WHAT IS NEEDED
Copy each line of the records that contains the word "dirt".

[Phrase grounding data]
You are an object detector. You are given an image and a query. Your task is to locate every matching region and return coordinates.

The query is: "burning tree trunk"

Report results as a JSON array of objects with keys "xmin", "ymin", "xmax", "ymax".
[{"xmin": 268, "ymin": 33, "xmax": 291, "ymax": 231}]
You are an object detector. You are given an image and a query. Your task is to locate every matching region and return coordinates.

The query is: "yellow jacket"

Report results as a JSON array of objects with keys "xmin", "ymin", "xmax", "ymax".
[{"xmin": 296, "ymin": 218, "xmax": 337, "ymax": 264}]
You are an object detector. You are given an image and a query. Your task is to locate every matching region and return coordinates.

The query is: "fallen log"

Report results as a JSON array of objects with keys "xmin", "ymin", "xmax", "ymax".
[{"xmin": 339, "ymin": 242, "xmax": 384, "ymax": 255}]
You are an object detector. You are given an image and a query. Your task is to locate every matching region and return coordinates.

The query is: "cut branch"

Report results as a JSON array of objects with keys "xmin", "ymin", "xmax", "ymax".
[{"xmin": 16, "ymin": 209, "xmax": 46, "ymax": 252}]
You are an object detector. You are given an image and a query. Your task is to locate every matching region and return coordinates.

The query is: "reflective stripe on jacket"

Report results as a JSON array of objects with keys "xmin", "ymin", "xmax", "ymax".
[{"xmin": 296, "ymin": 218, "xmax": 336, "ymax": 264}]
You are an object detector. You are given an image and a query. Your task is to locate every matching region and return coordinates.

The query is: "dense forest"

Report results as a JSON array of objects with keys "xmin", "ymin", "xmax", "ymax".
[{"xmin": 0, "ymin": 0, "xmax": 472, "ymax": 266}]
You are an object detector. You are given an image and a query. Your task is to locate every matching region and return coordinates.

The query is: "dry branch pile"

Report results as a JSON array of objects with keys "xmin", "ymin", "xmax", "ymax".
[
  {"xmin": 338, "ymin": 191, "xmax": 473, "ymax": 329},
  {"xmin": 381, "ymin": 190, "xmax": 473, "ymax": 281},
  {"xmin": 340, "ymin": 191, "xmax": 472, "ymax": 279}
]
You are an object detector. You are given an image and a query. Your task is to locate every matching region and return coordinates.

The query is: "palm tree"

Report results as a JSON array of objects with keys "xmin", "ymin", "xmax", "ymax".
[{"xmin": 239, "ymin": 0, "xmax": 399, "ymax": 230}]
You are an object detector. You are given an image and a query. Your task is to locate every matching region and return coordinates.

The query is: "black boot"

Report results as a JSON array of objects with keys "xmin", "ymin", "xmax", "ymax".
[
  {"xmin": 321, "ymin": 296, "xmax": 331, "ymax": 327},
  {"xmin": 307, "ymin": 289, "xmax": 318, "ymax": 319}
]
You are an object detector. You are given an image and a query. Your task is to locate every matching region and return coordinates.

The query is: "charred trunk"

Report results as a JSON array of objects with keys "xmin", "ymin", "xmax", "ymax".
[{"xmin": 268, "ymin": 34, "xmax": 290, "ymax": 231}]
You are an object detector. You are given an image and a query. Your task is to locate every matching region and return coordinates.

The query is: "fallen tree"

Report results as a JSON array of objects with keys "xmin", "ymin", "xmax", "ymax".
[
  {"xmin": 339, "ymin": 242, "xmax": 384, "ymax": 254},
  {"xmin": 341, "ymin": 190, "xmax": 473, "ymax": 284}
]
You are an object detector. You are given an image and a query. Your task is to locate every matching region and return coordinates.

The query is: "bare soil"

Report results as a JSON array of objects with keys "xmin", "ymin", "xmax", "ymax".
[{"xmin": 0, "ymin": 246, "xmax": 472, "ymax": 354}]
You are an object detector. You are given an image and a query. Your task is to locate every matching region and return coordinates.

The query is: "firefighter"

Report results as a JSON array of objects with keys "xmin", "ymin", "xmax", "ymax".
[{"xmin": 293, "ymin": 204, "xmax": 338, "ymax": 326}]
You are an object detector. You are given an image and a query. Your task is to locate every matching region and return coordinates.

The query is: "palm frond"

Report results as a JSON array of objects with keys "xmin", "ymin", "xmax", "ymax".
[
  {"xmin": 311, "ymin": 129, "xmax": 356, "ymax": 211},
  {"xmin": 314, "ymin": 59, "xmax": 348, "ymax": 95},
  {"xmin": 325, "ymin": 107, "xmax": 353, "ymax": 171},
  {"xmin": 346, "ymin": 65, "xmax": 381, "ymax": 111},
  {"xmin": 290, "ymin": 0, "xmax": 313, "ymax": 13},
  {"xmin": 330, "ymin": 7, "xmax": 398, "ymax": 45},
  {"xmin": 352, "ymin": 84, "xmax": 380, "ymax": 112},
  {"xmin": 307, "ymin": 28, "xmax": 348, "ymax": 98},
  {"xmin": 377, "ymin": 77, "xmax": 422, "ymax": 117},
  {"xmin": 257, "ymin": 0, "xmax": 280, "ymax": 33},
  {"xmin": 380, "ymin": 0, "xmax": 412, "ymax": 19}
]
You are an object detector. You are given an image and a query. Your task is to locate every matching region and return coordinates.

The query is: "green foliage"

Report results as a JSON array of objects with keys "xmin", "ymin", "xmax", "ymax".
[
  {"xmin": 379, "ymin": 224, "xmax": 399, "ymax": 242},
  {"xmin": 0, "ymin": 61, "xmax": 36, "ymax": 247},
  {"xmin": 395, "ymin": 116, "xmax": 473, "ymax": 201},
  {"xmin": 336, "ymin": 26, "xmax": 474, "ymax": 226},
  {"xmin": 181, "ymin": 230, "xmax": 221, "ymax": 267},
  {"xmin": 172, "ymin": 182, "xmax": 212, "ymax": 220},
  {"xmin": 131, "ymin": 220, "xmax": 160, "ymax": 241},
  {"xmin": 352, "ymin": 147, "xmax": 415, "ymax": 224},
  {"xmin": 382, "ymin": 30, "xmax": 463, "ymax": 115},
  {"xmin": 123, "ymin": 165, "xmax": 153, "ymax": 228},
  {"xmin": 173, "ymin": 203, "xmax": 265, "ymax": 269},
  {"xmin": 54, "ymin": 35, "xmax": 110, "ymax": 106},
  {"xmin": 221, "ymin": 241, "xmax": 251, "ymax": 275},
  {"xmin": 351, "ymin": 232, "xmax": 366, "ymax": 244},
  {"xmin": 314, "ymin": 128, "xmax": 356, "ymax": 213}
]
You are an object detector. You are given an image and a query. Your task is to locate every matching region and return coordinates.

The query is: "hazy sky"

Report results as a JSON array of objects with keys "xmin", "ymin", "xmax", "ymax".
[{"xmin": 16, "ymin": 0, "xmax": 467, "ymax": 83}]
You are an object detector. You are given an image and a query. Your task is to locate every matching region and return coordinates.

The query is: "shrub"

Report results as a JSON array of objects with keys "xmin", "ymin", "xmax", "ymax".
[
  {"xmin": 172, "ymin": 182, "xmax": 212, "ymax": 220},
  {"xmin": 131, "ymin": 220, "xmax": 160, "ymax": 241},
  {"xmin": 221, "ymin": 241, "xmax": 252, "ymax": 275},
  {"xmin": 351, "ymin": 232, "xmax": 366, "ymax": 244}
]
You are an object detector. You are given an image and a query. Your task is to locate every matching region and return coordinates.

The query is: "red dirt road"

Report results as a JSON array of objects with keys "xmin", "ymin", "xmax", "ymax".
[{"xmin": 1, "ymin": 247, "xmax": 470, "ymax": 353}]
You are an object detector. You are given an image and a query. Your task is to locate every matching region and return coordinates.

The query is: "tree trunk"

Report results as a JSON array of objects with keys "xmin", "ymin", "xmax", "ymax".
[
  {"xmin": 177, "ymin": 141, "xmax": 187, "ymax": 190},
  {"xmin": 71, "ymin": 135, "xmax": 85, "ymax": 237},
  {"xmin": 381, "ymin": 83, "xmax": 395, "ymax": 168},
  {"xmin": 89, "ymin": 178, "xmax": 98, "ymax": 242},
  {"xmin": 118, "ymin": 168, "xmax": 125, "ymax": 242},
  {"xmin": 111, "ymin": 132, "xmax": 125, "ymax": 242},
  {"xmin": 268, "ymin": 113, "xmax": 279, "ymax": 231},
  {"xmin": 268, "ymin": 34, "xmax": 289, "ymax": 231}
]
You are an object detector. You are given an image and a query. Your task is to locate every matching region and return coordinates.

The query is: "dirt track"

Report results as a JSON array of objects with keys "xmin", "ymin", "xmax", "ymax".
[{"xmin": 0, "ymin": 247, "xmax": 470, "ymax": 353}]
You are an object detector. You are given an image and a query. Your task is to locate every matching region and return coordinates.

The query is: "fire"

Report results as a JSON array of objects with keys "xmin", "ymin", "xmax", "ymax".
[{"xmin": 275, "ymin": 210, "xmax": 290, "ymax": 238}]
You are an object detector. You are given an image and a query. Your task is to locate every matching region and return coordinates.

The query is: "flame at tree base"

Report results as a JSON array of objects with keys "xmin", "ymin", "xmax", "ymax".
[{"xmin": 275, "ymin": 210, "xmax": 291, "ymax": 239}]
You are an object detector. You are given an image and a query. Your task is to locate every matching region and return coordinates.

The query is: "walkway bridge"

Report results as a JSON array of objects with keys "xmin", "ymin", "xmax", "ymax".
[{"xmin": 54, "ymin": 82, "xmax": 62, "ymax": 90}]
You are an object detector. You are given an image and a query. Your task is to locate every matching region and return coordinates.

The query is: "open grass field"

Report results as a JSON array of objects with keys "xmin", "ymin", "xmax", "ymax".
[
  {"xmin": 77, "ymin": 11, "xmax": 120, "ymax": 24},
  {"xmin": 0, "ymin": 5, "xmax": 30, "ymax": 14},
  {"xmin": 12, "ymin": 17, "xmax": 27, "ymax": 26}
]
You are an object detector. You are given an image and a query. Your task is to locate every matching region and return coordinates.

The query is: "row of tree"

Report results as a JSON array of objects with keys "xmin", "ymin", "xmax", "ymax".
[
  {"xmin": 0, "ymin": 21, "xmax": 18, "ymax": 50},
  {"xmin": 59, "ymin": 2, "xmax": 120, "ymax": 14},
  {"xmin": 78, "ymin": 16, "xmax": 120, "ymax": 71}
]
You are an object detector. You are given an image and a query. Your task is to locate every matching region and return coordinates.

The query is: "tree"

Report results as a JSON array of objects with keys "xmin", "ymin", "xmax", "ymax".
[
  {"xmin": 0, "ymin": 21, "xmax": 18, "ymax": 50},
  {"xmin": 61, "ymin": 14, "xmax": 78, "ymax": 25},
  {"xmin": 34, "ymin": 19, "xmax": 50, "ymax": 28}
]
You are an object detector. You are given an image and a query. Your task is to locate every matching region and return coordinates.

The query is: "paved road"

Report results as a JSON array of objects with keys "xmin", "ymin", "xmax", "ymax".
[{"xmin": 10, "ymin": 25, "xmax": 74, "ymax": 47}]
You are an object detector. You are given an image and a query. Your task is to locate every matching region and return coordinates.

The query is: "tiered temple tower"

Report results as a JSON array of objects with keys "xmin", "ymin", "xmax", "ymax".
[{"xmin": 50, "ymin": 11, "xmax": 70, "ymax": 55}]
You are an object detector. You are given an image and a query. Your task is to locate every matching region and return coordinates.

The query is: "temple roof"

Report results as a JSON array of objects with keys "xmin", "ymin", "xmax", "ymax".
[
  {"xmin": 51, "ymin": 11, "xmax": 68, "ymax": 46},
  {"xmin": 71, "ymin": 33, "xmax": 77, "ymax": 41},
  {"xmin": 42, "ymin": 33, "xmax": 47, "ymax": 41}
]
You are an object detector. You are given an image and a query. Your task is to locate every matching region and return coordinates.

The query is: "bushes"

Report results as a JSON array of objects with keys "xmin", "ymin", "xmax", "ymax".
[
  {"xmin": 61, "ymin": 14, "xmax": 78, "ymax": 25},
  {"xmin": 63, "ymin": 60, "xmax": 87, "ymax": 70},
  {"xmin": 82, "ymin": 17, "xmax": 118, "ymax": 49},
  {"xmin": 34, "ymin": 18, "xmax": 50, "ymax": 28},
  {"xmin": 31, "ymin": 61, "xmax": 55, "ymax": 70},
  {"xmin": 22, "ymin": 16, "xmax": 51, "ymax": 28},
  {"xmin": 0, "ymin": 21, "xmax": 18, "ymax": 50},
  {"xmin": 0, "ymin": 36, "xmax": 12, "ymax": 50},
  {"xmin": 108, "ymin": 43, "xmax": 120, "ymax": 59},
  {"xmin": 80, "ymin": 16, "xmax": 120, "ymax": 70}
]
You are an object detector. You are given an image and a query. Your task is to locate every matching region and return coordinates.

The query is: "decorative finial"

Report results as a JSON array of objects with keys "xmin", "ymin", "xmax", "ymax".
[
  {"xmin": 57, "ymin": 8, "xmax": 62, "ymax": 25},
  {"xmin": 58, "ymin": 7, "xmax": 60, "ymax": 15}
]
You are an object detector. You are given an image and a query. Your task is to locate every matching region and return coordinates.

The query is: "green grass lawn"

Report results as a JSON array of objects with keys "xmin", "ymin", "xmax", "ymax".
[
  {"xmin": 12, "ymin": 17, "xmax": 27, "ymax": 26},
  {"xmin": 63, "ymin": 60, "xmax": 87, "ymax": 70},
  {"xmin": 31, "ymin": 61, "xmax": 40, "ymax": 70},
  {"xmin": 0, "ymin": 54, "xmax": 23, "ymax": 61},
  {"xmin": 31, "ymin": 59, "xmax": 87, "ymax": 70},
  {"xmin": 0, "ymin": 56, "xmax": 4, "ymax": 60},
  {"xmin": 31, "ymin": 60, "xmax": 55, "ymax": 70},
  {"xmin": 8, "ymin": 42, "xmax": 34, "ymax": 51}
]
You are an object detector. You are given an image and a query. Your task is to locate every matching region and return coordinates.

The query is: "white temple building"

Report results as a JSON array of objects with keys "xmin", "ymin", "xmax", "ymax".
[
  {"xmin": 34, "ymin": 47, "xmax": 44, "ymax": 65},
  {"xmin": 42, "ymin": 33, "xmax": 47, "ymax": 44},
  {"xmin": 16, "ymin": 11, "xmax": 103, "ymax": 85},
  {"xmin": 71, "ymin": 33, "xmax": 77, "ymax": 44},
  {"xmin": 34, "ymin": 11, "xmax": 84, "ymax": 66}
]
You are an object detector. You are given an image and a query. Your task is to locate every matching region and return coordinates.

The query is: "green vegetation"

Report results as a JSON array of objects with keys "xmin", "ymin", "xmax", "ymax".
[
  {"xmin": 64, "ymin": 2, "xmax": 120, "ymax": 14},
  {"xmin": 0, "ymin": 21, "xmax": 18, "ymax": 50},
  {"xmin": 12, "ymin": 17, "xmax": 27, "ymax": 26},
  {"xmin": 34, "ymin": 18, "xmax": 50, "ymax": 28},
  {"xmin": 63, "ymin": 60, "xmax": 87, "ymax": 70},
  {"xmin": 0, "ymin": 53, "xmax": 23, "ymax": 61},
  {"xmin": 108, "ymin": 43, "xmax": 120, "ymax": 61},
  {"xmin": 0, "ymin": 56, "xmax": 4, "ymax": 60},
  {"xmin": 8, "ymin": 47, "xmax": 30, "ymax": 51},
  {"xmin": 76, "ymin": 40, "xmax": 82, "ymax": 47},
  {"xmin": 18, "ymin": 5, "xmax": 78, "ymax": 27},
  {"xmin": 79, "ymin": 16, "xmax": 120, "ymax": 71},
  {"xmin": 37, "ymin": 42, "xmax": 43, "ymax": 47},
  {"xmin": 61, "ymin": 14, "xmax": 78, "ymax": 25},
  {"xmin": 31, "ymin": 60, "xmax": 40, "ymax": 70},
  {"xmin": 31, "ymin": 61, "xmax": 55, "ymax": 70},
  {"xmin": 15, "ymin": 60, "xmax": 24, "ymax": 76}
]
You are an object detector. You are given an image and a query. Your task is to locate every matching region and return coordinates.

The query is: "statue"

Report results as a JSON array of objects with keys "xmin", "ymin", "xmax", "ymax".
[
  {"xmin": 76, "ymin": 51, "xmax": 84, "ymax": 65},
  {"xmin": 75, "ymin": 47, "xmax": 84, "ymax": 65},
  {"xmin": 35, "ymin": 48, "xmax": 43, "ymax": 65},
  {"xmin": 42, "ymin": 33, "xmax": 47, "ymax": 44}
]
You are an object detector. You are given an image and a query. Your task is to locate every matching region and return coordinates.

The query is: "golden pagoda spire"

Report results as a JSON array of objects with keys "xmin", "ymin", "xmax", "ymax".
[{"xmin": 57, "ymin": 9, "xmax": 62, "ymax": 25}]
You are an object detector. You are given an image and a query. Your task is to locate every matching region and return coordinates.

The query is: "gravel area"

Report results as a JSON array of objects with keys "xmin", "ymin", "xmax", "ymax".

RESULT OF THE TASK
The query is: "red dirt road"
The query is: "dirt track"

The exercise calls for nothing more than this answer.